* [Direction]: Could you copy every row below word for word, from the first line to the last?

* [Rows of bounding box annotation data]:

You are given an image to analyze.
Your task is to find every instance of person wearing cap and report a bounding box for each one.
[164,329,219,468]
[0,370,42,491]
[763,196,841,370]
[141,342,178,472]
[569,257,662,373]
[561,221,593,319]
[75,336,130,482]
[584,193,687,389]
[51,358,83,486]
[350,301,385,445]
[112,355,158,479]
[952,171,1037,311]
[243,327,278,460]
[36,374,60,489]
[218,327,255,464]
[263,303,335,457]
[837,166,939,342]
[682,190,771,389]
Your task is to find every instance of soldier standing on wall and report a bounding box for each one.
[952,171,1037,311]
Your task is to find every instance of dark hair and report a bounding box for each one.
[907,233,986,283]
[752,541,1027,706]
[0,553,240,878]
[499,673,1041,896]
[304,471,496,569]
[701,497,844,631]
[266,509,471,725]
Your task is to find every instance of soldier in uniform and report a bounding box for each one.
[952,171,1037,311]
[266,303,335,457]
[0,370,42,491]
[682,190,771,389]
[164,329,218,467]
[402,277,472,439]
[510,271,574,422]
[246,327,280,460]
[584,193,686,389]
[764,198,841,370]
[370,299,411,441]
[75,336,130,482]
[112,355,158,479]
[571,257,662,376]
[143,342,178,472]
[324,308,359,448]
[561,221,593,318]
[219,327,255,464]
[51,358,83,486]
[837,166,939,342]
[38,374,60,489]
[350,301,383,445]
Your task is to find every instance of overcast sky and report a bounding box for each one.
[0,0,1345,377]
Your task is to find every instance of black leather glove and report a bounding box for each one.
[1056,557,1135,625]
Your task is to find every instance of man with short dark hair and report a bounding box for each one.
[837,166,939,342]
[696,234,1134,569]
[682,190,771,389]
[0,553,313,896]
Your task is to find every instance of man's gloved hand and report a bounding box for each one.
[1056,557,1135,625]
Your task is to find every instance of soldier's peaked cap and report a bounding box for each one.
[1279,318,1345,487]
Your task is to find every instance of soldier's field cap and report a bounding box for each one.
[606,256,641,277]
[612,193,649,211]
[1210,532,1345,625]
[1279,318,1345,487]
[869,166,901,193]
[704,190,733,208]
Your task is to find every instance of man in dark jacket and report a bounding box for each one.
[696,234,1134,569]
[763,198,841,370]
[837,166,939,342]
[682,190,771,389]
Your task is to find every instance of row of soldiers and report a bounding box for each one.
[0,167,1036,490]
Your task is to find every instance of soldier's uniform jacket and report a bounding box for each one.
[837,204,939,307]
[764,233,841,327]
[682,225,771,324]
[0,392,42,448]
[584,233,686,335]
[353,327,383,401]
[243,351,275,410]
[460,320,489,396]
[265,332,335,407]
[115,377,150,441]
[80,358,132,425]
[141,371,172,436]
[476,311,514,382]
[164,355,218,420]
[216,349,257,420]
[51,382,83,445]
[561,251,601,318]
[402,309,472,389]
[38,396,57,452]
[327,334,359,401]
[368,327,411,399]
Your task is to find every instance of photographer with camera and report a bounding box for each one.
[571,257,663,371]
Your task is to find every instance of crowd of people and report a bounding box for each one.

* [Answer to the problem]:
You are given an image to analyze.
Your task is to find every instance of person wearing cap and report a bounding box for each one.
[164,329,219,468]
[0,370,42,491]
[763,196,841,370]
[141,342,178,472]
[569,257,662,373]
[561,221,593,319]
[75,336,130,482]
[584,193,687,389]
[51,358,83,486]
[350,301,385,445]
[112,355,158,479]
[952,171,1037,311]
[243,327,278,460]
[36,374,60,489]
[218,327,255,464]
[263,303,335,457]
[837,166,939,342]
[682,190,771,389]
Your task is to find every instance of soldier standing on wall and report a bounding box for each one.
[952,171,1037,311]
Your task is to find every instance of dark hair and report a bounding box for each one.
[907,233,986,283]
[752,541,1027,706]
[0,553,240,878]
[499,673,1041,896]
[304,471,496,569]
[701,497,844,631]
[266,509,471,725]
Your task is to find every instance of soldier in uniform and report a bounding box for each one.
[952,171,1037,311]
[266,303,335,457]
[0,370,42,491]
[682,190,771,389]
[164,329,218,467]
[402,277,472,439]
[510,271,574,422]
[246,327,280,460]
[584,193,686,389]
[764,198,841,370]
[370,299,411,441]
[75,336,130,482]
[112,355,158,479]
[571,257,662,376]
[143,342,178,472]
[324,308,359,448]
[561,221,593,318]
[219,327,255,464]
[51,358,83,486]
[837,166,939,342]
[38,374,60,489]
[350,301,383,445]
Your task is to find every instance of overcast sky and report a bounding box for each one.
[0,0,1345,377]
Your task is to find every instance of black leather glove and report a bounding box for each one.
[1056,557,1135,625]
Your task is to find every instance of man with short dark hair and report a bounding box for each one.
[837,166,939,342]
[696,234,1134,569]
[682,190,771,389]
[0,553,313,896]
Your task is to find every instance of man's gloved hand and report a bounding box for each one.
[1056,557,1135,625]
Your task is to find every instance of soldier's peaked cap and report a bounding box for each one.
[1279,318,1345,487]
Your task is to find every instance of soldier's field cap and report a bounding box for each one.
[606,256,641,277]
[612,193,649,211]
[1210,532,1345,625]
[1279,318,1345,487]
[869,166,901,193]
[704,190,733,208]
Your task is to find every instance of man in dark jacket and report a bounding box for each one.
[696,234,1134,569]
[763,198,841,370]
[837,166,939,342]
[682,190,771,389]
Your task is to find every instance of row of soldiers and report a bounding box for each one.
[0,167,1036,490]
Your task is to find every instance of soldier's uniform jacket and report a bounding box for each one.
[837,204,939,307]
[764,233,841,327]
[682,225,771,324]
[0,392,42,448]
[584,233,686,335]
[353,327,383,401]
[243,351,275,410]
[460,320,489,396]
[265,332,335,407]
[115,377,150,441]
[80,358,132,425]
[141,371,172,436]
[476,311,514,382]
[164,355,218,420]
[216,349,257,420]
[51,382,83,445]
[561,251,601,318]
[402,309,472,389]
[38,396,57,452]
[327,334,359,401]
[368,327,411,399]
Your task is to find every instance of photographer with camera and report a bounding box for each one.
[571,257,663,371]
Your task is to find every instance of crowd of people and report a bounding box for each one.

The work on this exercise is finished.